═════ VERMELDINGEN UIT DATASET ═════

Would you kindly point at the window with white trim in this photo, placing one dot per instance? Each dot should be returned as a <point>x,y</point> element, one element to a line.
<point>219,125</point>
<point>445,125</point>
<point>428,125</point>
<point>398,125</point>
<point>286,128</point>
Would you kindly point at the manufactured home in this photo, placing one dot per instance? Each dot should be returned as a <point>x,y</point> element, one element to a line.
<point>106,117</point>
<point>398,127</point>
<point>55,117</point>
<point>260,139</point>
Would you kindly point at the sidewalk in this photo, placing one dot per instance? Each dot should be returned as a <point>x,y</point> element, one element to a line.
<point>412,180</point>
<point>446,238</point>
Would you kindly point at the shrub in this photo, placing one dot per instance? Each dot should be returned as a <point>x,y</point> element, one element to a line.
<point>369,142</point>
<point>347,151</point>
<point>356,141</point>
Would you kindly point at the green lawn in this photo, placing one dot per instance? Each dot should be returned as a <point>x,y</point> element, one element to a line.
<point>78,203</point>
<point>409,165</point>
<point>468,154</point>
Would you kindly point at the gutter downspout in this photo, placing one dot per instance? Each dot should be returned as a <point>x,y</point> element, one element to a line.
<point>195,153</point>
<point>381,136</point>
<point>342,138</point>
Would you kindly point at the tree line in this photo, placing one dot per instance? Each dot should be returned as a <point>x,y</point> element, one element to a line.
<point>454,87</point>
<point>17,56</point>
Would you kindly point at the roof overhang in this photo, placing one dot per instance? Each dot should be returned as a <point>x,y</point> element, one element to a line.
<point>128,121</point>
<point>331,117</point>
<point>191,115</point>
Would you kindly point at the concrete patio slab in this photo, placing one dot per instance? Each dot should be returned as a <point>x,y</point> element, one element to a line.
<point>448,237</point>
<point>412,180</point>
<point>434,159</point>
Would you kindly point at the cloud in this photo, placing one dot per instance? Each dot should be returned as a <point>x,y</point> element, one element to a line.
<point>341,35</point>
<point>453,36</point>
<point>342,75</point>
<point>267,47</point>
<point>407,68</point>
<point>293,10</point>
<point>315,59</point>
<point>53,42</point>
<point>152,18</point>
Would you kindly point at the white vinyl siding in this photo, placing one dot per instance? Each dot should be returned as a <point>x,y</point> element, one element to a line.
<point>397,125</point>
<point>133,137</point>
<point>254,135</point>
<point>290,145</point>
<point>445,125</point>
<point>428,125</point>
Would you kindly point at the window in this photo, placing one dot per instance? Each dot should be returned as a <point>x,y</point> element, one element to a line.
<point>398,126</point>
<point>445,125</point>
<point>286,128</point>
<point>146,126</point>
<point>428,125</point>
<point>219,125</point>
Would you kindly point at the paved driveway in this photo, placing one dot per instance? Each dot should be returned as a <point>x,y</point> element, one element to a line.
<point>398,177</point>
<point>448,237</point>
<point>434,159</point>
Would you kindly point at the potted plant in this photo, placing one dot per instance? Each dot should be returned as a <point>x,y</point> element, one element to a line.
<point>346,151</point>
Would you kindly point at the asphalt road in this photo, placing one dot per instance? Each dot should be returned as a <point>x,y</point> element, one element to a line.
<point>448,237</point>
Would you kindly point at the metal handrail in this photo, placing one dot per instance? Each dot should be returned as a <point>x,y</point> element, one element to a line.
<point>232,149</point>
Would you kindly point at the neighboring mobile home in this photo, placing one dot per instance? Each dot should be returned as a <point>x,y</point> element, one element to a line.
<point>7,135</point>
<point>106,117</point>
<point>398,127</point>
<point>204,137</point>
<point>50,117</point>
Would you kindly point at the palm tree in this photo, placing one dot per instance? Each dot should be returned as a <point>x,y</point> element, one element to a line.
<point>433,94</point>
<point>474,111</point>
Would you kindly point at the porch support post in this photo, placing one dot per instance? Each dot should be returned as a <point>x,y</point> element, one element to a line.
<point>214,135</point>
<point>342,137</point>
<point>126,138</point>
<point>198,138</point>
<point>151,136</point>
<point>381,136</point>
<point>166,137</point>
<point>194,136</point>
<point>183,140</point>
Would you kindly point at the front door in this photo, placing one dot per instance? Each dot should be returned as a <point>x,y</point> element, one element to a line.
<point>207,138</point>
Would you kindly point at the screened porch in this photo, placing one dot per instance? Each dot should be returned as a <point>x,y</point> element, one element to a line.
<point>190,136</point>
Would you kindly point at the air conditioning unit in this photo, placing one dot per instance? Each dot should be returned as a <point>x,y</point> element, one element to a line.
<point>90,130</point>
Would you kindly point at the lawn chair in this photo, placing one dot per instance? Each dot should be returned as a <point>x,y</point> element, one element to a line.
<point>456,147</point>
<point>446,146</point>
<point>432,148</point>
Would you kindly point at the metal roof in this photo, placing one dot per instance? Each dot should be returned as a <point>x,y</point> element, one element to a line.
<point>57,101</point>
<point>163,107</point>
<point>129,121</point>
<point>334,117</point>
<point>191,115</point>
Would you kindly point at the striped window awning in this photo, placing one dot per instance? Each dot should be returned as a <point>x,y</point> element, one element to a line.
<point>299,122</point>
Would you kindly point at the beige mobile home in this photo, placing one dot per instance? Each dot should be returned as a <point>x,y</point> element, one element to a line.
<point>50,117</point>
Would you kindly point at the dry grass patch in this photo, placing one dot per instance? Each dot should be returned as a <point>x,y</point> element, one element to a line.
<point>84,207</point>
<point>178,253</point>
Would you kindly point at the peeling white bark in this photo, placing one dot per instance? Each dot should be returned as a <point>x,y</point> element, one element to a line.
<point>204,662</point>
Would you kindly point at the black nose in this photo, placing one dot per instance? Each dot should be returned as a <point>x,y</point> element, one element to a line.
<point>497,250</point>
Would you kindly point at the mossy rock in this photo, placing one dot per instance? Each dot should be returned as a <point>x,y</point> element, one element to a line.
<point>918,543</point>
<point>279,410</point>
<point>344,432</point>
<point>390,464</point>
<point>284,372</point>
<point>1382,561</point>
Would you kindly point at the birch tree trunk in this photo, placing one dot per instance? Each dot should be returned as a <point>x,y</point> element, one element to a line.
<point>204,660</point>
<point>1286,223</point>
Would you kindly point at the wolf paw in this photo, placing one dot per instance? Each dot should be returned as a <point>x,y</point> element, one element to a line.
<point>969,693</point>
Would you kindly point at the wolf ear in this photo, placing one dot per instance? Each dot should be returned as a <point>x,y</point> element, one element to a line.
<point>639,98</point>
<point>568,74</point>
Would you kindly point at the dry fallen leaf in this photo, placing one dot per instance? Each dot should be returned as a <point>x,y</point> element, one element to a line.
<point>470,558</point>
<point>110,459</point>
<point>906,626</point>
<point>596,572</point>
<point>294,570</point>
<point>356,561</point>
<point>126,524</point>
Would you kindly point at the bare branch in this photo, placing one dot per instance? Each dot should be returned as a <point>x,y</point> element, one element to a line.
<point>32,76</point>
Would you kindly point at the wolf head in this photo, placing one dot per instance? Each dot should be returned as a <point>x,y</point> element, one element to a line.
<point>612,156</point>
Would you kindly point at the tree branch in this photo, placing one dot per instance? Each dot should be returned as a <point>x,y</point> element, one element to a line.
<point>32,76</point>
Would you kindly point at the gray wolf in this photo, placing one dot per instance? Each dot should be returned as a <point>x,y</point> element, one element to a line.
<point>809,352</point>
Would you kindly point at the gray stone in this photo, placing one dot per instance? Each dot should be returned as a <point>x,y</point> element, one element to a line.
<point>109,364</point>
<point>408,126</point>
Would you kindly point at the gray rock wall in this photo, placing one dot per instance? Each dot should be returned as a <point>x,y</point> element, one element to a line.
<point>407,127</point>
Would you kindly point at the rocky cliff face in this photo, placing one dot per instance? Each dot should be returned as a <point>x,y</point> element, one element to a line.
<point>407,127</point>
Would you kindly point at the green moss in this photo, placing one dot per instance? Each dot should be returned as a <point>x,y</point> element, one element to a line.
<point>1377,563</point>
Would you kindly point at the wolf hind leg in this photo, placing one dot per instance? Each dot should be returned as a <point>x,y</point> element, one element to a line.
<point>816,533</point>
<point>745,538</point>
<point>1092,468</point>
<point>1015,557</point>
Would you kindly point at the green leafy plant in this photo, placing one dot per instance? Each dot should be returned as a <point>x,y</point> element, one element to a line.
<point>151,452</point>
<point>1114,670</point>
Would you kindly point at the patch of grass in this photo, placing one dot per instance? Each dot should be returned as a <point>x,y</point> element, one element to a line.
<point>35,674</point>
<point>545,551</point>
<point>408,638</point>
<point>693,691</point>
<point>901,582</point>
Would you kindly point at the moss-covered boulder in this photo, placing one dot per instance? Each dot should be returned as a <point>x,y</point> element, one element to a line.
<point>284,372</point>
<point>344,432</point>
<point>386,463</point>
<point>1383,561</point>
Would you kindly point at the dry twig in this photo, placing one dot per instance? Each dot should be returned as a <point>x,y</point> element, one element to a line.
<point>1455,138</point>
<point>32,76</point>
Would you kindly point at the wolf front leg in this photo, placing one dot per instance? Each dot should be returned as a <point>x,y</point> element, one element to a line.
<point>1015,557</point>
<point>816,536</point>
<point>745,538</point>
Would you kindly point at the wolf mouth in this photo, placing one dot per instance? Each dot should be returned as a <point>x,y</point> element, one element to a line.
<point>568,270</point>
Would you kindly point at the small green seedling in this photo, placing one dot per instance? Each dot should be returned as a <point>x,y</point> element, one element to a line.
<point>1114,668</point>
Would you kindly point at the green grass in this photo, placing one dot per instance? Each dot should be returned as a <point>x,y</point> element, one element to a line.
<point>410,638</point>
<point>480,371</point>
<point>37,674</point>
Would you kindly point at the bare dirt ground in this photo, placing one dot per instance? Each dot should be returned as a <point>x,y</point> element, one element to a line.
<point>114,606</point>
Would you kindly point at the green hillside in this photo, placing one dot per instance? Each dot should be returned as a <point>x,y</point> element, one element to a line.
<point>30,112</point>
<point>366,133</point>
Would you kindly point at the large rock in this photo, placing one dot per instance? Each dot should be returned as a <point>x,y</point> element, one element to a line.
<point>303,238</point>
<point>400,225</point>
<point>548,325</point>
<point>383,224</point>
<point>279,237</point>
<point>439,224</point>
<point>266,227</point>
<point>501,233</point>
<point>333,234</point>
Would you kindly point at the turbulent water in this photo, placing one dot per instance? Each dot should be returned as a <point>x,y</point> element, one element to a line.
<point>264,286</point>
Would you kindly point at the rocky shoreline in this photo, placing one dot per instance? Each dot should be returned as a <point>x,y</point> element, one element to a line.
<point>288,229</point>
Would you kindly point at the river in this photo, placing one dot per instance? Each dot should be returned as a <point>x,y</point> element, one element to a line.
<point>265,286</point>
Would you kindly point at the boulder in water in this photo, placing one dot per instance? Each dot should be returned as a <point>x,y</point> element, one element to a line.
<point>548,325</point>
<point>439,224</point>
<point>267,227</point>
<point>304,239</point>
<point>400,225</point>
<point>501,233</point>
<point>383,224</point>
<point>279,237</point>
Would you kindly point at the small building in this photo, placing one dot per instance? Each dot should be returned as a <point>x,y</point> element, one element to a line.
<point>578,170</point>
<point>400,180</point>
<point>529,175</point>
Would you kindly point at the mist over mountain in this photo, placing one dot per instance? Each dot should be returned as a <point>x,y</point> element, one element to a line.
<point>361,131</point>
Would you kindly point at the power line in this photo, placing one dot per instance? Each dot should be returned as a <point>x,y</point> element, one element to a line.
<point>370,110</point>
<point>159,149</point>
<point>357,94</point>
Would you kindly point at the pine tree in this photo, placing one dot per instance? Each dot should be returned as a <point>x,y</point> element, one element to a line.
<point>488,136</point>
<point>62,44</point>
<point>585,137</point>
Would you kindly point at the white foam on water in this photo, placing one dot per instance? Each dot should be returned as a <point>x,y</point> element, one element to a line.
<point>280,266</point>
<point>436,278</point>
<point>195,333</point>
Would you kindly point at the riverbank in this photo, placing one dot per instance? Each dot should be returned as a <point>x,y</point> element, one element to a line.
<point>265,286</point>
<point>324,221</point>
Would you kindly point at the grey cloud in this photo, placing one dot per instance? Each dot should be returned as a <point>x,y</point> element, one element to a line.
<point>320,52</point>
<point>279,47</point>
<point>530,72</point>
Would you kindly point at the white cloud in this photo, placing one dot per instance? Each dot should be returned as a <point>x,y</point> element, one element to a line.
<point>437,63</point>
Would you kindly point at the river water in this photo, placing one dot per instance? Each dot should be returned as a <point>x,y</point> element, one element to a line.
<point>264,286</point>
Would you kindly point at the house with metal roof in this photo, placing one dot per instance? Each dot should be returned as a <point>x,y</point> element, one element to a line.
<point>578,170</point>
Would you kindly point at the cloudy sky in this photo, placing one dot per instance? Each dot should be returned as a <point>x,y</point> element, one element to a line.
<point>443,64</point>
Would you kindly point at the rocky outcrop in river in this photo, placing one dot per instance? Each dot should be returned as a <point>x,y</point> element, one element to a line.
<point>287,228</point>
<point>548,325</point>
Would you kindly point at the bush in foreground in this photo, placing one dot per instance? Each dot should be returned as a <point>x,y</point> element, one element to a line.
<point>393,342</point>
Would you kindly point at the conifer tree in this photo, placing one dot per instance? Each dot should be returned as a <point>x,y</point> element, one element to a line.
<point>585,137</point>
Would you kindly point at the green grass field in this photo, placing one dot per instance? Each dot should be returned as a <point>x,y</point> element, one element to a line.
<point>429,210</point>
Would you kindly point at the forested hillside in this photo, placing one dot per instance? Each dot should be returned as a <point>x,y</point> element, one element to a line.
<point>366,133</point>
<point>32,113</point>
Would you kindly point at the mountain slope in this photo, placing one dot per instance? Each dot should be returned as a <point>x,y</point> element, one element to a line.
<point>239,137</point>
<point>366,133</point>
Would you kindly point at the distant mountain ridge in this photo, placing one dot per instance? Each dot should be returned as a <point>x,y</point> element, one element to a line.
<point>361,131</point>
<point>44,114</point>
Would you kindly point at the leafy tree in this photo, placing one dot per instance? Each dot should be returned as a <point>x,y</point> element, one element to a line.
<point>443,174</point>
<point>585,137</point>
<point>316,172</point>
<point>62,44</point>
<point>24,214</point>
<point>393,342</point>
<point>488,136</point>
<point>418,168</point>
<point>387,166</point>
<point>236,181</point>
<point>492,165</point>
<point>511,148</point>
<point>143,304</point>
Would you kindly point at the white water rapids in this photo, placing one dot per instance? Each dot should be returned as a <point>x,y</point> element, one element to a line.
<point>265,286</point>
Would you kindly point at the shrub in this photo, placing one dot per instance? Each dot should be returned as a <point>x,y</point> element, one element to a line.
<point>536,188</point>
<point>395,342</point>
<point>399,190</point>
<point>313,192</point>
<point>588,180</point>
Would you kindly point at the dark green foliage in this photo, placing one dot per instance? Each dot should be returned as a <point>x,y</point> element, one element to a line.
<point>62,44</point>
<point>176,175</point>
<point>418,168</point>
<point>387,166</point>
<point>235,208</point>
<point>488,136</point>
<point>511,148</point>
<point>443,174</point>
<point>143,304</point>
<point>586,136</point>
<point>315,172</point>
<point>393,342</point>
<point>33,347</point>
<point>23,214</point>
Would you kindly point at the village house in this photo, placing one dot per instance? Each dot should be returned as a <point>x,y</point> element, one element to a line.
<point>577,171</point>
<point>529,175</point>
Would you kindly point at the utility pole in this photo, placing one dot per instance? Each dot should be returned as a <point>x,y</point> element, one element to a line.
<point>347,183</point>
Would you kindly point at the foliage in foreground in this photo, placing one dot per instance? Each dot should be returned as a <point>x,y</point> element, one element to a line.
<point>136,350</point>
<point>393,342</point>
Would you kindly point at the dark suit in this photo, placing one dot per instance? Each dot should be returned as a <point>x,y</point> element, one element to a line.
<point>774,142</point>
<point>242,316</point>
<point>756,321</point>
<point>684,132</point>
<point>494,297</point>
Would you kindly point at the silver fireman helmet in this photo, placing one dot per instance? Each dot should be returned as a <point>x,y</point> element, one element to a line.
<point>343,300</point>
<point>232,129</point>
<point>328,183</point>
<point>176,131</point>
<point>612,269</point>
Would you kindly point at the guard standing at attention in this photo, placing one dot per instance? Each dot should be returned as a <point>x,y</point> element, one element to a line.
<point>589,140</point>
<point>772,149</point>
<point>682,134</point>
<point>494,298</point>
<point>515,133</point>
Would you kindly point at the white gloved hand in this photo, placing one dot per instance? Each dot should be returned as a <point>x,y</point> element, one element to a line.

═════

- [INSTRUCTIES BIJ OPDRACHT]: Maak de vermeldingen van de regel met "Would you kindly point at the mossy" tot en met de regel met "<point>1382,561</point>" op als CSV met de twee kolommen invoer en uitvoer. Geef één rij per vermelding, met de tekst in invoer en wat erbij hoort in uitvoer, elk als één veld tussen aanhalingstekens en met regeleinden vervangen door spaties.

- [GESCHREVEN ANTWOORD]:
invoer,uitvoer
"Would you kindly point at the mossy rock in this photo, placing one dot per instance? Each dot should be returned as a <point>x,y</point> element, one element to a line.","<point>918,543</point> <point>279,410</point> <point>344,432</point> <point>390,464</point> <point>284,372</point> <point>1382,561</point>"